L’intervista del senatore al "Giornale" nel ’99 stravolta nello show di Fazio e Saviano. L’ideologo accusato di voler legalizzare le cosche era solito fare ragionamenti provocatori. Secondo la sua tesi il Sud avrebbe dovuto "costituzionalizzare alcune manifestazioni tipiche"

Ci chiama fabbrica del fango poi ci manipola contro Miglio

L’ultima invenzione della premiata ditta Fabio Fazio & Roberto Saviano: far dire a un morto che la Lega è l’alleata naturale della mafia. È accaduto, a spese dei teleutenti Rai, nell’ultima puntata di Vieni via con me. Come? Riesumando un’intervista col professor Gianfranco Miglio che Stefano Lorenzetto raccolse per Il Giornale nel marzo del 1999, nella tenuta di Domaso, sul lago di Como, un anno e mezzo prima che l’insigne costituzionalista cessasse di vivere. E riportata dall’autore anche nel libro Dimenticati (Marsilio). Un’intervista dai toni volutamente surreali, in cui Miglio, com’era nel suo stile, duellava con Lorenzetto spargendo iperboli e paradossi a ogni risposta.
E Roberto Saviano che fa? Senza citare la fonte (e come avrebbe potuto riferire ai suoi supporter che stava attingendo dall’odiata «macchina del fango» del Giornale? avrebbe irrimediabilmente inficiato tutto il suo ragionamento), estrapola un’unica frase per sostenere che l’ideologo della Lega si definiva a favore del «mantenimento anche della mafia e della ’ndrangheta». «Insomma», ha concluso l’autore di Gomorra, «Miglio diceva che le mafie devono essere costituzionalizzate».
Sarebbe bastato leggere che cosa precedeva quel botta e risposta di 11 anni fa per capire come Miglio estremizzasse il suo pensiero per il solo gusto della provocazione.
Non avendolo fatto la faziosissima compagnia di giro di Vieni via con me, provvede Il Giornale. Qui di seguito alcuni estratti.
Che cos’hanno di tanto diverso nordisti e sudisti?
«Il modo stesso di concepire la vita. Noi abbiamo nelle vene sangue barbaro, siamo legati al negotium, al lavoro. I meridionali invece vivono per l’otium, il dolce far nulla, i sollazzi, un totale disprezzo per la fatica. Questa è la storia dei due popoli. Una differenza antropologica, inutile star lì. Detto questo...».

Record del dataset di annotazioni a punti
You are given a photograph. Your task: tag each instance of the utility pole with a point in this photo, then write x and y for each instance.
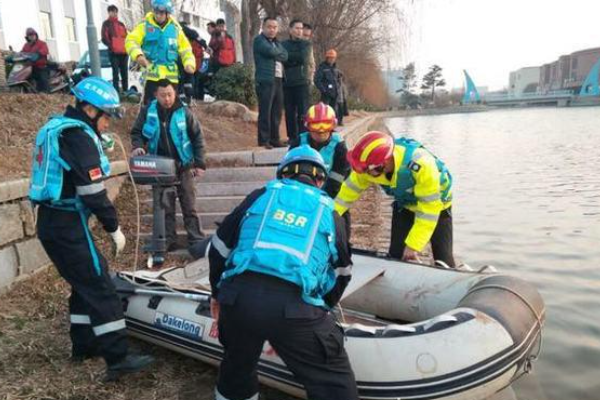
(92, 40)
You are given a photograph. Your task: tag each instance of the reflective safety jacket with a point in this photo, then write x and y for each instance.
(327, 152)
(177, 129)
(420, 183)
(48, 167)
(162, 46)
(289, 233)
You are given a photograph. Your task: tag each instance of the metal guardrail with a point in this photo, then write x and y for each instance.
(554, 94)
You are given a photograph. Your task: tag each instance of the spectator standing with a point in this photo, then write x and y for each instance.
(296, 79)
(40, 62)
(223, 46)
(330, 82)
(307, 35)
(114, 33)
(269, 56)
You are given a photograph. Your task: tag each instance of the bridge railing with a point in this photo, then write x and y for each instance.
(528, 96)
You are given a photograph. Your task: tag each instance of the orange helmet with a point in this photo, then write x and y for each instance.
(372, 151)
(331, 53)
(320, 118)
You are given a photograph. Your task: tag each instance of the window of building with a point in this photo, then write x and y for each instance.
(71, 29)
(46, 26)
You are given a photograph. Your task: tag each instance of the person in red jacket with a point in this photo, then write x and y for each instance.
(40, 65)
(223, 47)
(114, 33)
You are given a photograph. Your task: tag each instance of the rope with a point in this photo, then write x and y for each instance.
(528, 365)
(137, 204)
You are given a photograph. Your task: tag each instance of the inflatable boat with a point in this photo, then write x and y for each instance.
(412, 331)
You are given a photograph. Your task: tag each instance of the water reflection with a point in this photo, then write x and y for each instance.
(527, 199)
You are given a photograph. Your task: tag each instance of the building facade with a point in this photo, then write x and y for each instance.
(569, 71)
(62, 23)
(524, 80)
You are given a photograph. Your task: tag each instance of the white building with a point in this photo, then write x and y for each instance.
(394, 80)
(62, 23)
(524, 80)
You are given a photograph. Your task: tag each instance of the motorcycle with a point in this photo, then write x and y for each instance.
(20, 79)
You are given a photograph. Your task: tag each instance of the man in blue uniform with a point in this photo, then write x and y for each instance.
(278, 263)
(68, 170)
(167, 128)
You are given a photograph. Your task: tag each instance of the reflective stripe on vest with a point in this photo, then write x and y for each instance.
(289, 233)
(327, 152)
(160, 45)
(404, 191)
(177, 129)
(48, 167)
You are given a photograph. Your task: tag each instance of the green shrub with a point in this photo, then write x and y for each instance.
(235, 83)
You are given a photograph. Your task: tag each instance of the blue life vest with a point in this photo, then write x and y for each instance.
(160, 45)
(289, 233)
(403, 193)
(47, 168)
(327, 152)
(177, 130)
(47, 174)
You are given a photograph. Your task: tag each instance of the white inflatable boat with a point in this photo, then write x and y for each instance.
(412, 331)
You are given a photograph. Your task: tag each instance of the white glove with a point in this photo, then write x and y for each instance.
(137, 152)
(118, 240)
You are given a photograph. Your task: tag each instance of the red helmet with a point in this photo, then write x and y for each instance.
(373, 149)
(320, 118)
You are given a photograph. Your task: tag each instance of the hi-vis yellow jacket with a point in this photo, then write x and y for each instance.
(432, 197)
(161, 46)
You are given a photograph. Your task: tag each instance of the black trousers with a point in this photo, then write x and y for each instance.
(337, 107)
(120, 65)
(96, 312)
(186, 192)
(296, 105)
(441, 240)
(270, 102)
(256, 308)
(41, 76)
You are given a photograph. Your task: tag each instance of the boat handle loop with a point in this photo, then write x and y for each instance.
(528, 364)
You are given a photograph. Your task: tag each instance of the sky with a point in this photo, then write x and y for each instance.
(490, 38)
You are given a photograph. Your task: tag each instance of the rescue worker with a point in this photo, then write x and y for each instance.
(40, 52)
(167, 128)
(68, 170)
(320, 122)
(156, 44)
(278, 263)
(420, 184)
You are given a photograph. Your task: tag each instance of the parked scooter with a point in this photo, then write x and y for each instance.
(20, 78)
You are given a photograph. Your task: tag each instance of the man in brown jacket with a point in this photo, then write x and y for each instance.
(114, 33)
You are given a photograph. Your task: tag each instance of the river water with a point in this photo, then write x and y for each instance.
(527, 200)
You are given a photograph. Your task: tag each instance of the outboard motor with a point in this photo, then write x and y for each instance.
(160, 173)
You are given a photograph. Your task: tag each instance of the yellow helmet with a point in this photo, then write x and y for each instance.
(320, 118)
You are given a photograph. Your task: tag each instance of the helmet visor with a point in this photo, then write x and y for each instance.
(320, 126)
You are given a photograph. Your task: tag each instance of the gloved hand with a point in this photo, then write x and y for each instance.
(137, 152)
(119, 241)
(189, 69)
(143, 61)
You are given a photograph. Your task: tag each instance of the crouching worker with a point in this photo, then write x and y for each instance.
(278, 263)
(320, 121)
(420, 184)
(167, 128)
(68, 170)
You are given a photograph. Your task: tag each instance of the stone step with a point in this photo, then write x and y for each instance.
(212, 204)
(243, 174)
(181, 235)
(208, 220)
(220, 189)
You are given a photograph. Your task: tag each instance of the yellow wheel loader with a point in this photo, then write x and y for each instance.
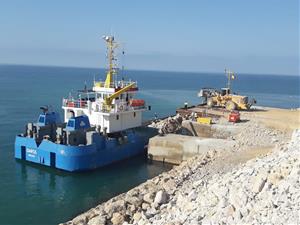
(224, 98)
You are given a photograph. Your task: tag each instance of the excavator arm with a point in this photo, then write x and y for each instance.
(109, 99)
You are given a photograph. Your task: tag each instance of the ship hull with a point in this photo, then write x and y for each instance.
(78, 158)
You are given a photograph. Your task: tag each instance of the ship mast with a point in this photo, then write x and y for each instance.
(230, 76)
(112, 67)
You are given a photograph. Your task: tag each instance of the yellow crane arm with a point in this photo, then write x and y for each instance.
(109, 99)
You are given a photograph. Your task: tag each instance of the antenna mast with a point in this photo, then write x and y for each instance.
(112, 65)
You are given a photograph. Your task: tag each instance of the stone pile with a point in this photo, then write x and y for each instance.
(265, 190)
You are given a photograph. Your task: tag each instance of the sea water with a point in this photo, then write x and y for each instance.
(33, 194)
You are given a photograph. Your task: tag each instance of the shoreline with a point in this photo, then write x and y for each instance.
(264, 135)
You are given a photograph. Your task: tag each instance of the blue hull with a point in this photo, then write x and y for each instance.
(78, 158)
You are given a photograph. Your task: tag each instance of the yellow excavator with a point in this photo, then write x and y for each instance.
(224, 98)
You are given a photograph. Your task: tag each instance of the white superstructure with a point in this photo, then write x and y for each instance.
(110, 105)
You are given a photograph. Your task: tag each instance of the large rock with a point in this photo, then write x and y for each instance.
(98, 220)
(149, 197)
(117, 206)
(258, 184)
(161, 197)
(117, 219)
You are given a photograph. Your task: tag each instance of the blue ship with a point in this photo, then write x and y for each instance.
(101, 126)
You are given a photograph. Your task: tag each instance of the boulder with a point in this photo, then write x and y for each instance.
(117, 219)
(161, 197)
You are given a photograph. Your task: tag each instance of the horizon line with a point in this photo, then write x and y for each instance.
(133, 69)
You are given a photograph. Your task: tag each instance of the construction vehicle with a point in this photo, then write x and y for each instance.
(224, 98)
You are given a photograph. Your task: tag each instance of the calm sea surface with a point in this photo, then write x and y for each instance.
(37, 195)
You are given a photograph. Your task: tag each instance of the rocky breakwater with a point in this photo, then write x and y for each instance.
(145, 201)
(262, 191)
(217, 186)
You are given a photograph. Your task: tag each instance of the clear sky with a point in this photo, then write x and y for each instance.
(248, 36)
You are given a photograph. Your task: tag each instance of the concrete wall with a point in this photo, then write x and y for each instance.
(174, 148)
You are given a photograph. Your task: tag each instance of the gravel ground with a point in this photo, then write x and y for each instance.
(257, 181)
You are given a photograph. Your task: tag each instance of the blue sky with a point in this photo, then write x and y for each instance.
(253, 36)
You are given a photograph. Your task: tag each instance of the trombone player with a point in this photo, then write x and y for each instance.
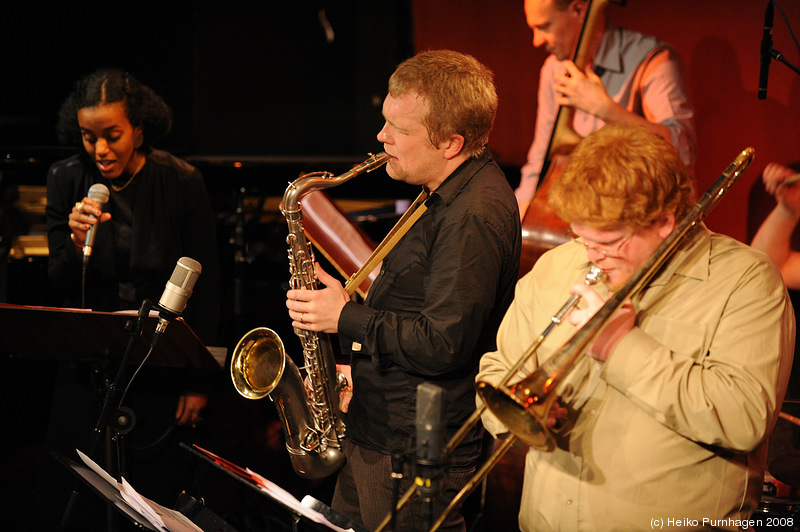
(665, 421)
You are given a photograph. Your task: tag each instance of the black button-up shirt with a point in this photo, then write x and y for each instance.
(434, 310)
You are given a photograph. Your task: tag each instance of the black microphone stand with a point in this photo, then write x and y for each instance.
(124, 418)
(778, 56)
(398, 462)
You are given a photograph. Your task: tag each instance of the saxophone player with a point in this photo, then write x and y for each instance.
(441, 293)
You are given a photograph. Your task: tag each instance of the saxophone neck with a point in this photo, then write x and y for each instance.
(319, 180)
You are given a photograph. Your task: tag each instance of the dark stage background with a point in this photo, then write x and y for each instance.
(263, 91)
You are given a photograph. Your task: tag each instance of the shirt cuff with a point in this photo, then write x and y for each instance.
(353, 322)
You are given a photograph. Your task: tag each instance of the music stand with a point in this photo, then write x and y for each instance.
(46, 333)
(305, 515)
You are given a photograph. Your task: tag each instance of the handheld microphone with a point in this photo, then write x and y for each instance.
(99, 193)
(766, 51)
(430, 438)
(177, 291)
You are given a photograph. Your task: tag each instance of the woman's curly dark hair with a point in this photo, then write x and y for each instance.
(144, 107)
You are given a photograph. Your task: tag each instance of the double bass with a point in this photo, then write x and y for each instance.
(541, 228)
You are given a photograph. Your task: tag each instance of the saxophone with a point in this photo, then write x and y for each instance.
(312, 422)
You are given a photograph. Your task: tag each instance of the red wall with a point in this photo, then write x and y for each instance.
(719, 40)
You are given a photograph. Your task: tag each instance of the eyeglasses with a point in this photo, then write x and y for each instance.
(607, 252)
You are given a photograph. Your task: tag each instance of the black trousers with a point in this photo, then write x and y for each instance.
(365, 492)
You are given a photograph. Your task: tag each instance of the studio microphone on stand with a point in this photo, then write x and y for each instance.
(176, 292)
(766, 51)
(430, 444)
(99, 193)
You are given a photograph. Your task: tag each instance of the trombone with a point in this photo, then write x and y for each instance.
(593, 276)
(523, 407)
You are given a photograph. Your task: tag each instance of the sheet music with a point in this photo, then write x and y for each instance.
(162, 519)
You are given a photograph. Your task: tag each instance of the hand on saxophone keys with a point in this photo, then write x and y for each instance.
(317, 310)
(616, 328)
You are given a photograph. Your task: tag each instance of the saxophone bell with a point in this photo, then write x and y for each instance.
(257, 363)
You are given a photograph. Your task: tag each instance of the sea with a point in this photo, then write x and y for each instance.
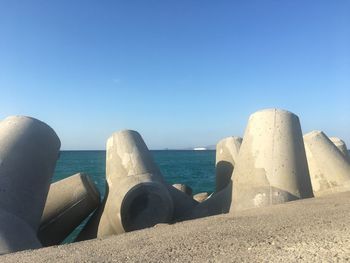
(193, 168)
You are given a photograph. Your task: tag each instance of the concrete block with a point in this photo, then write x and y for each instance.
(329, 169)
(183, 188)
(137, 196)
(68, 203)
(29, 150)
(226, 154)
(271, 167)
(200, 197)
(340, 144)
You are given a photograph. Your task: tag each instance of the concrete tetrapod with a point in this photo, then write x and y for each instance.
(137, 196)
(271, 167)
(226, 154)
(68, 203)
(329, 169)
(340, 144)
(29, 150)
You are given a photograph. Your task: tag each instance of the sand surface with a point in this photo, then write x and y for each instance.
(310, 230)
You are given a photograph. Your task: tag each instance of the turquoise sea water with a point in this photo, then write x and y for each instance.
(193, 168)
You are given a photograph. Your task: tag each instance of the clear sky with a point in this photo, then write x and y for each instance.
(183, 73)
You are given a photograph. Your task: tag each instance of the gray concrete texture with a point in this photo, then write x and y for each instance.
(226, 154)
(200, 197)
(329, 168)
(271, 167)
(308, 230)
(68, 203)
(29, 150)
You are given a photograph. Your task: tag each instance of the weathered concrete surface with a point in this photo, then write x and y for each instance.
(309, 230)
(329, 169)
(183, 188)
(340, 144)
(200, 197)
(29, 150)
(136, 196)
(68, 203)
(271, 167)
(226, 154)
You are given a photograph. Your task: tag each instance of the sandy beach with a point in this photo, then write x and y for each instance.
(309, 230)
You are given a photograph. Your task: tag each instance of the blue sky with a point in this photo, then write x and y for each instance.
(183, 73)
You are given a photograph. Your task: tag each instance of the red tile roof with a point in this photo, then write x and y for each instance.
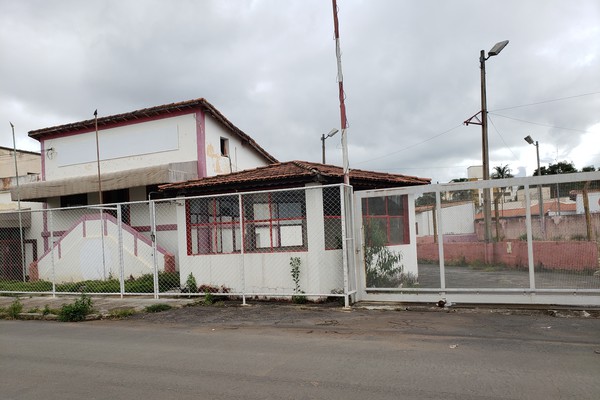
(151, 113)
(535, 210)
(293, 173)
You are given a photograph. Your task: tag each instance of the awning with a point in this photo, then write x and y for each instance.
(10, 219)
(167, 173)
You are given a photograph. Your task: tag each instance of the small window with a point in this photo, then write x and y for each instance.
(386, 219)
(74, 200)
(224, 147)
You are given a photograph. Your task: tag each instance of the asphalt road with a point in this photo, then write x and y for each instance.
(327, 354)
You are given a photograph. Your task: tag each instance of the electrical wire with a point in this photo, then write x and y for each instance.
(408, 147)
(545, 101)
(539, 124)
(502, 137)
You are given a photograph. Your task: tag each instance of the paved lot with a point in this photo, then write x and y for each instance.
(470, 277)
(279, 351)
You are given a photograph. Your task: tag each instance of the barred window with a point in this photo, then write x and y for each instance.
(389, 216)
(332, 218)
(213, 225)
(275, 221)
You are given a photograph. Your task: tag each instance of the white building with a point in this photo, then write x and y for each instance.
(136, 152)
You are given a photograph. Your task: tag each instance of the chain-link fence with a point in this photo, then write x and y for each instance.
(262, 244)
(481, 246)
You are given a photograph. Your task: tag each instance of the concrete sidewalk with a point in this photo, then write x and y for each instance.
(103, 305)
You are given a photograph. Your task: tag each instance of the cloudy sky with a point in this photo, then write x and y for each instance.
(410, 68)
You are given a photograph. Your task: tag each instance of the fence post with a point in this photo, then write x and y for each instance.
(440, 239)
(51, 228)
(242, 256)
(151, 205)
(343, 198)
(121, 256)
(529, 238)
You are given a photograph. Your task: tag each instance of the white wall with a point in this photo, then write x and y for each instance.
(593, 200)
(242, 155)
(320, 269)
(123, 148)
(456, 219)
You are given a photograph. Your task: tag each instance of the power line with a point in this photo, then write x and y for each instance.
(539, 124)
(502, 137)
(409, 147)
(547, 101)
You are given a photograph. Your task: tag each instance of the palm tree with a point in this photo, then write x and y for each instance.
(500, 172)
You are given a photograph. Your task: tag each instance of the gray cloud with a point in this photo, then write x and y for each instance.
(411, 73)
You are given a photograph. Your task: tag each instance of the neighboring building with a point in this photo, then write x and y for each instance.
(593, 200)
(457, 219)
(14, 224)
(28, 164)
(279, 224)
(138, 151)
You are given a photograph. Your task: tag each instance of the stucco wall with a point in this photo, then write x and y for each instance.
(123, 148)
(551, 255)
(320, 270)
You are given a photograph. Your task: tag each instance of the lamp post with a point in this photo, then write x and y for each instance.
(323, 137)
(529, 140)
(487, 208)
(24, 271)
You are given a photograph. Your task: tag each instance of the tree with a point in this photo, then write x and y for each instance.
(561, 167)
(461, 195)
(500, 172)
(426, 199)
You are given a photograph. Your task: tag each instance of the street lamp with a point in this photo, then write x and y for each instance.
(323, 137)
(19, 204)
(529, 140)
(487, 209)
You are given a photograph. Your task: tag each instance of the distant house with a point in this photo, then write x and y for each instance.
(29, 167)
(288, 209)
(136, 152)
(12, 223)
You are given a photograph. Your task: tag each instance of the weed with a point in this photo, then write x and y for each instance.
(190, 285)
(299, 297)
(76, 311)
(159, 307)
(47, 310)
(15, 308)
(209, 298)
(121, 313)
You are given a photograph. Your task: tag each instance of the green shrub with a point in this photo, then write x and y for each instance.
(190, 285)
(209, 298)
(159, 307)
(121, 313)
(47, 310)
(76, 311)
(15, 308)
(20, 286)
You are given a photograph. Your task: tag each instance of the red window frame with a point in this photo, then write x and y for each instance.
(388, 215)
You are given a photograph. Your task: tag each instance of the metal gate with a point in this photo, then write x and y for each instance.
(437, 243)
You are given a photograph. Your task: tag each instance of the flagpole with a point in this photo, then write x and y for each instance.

### [COMPITI ED ESERCIZI]
**a)** Elenca tutte le persone che l'articolo indica con nome e cognome.
**b)** Rispondi a queste domande sull'articolo, una per riga:
(i) In che mese e in che anno Lorenzetto raccolse l'intervista a Miglio?
(ii) Dove si trovava la tenuta in cui si svolse l'intervista?
(iii) Secondo Miglio, a che cosa sono legati i nordisti?
**c)** Trascrivi senza cambiamenti il brano dell'articolo che comincia con le parole "Sarebbe bastato leggere" e finisce con "gusto della provocazione.".

### [RISPOSTE ATTESE]
**a)** Fabio Fazio, Roberto Saviano, Gianfranco Miglio, Stefano Lorenzetto

**b)**
(i) Nel marzo del 1999.
(ii) A Domaso, sul lago di Como.
(iii) Al negotium, al lavoro.

**c)**
Sarebbe bastato leggere che cosa precedeva quel botta e risposta di 11 anni fa per capire come Miglio estremizzasse il suo pensiero per il solo gusto della provocazione.